- [WORK TO COMPLETE] In the entries that follow, find the word "output" and report each line it is on.
(Beginning of DATASET EXCERPTS)
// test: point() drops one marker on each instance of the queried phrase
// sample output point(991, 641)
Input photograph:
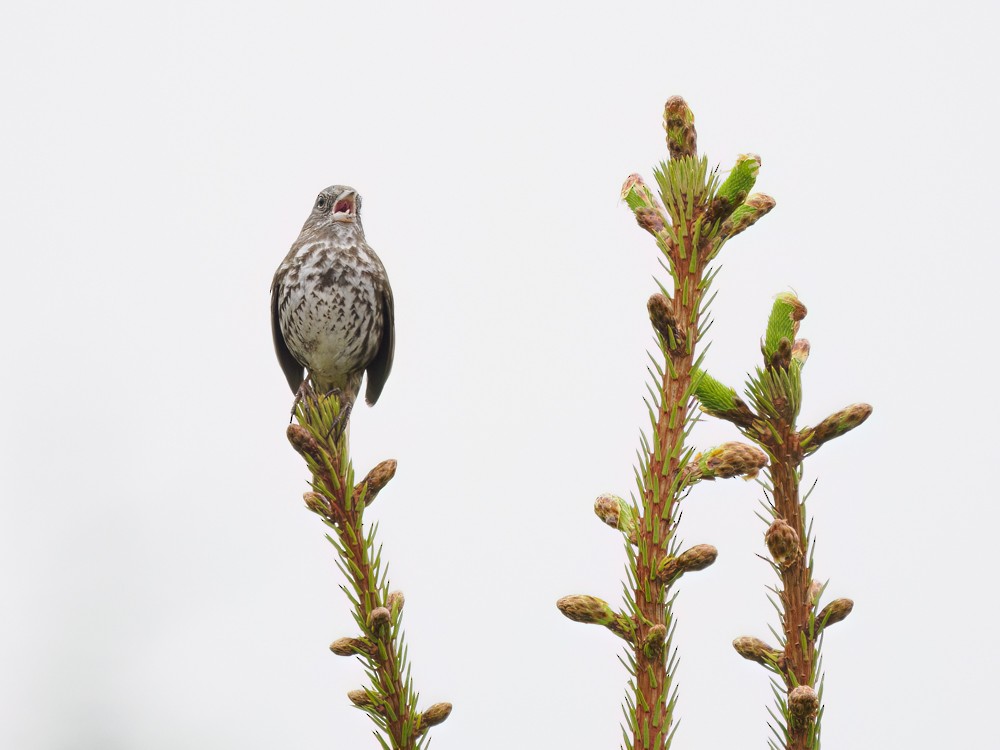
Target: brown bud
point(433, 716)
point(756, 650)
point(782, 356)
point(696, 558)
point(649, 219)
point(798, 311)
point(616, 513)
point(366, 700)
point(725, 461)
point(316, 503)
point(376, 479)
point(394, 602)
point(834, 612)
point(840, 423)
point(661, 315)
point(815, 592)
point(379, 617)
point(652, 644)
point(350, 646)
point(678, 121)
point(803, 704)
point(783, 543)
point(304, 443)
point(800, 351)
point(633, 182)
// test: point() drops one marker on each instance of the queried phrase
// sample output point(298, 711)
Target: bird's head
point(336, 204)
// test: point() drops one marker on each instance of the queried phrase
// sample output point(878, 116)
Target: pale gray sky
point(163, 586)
(End of DATASET EXCERPTS)
(Beginning of DATASET EXCERPTS)
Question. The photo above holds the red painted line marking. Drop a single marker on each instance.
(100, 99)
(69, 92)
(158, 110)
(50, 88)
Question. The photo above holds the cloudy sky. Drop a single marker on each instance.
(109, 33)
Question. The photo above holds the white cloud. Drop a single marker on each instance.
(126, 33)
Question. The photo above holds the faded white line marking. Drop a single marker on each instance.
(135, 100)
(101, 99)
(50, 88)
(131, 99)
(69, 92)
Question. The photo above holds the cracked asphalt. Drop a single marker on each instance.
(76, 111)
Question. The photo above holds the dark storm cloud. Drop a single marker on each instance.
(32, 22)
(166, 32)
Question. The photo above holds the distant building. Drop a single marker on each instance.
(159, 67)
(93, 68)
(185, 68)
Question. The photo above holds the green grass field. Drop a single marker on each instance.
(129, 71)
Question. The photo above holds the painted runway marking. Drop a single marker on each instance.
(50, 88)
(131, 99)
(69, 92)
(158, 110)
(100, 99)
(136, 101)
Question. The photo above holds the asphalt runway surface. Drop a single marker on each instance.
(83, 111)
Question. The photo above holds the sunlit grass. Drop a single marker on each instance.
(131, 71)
(End of DATASET EXCERPTS)
- [RESPONSE FOR THIS EXERCISE]
// sample output point(991, 641)
// sample output point(298, 711)
// sample output point(878, 116)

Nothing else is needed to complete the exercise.